▶ Exercise goal: Reproduce the part of the records that opens with the line containing "If you could identify the arched" and closes with the line containing "If you could identify the person", both ends included, keeping each request unchanged. Multiply every coordinate in the answers by 0.3 and round to the nearest whole number, with halves rounded up.

▶ Data extract:
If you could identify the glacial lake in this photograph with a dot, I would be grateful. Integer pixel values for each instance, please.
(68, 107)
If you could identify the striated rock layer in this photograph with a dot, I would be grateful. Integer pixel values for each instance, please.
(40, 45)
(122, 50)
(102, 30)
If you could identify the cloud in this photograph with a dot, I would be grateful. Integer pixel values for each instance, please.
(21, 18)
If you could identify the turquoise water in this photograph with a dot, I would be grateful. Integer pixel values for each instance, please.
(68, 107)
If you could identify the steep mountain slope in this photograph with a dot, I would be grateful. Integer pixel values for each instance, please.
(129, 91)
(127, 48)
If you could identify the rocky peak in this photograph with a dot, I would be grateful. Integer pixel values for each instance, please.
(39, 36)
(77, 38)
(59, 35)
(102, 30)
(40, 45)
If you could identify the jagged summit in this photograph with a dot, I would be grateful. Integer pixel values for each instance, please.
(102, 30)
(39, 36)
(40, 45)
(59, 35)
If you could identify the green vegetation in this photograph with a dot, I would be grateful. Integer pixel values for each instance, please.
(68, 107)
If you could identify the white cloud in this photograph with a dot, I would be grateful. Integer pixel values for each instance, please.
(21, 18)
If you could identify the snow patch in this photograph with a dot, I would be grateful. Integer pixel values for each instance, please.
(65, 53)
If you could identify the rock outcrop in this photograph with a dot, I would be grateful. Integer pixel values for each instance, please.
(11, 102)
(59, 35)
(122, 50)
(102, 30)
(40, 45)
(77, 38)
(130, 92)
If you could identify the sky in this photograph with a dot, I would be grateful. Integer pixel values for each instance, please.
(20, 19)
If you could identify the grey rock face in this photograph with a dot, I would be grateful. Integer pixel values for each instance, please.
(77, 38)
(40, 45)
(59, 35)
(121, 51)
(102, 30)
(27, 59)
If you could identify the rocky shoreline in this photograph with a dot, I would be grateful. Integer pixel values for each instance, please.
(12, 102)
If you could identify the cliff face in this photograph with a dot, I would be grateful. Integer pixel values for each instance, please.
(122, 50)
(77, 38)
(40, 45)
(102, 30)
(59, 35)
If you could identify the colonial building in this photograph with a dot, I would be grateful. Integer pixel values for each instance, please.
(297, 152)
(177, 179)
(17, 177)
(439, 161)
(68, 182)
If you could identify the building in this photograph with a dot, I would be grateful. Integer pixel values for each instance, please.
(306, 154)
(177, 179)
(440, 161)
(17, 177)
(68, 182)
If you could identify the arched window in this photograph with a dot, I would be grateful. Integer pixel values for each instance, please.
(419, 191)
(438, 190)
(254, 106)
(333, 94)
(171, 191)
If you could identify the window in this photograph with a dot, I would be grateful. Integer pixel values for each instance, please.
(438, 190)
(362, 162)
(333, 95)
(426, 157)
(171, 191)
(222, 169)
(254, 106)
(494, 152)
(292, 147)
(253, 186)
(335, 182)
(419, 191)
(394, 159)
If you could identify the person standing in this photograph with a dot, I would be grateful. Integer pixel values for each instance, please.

==

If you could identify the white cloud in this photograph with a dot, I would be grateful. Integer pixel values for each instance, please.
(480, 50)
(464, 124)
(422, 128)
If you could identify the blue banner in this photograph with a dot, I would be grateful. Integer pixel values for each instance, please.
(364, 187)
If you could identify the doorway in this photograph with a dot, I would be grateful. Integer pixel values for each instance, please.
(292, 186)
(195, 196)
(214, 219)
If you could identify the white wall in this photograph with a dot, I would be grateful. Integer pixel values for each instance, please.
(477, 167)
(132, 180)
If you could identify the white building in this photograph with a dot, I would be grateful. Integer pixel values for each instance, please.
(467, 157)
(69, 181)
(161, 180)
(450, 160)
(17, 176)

▶ The output:
If you could identify the arched window in this photograph with a dot, I would be grateful. Integer pixel values for each instance, please.
(126, 57)
(131, 57)
(76, 32)
(100, 28)
(51, 57)
If you could identify the window in this photograph with a dot, I would be grateful. Integer pixel values for each instance, please.
(131, 57)
(109, 49)
(100, 29)
(128, 47)
(51, 57)
(67, 51)
(76, 32)
(148, 46)
(88, 44)
(76, 56)
(101, 55)
(126, 57)
(118, 48)
If you could identify the person standing in this photograph with a dot, I would be grateful. Integer pixel values for each instance, please.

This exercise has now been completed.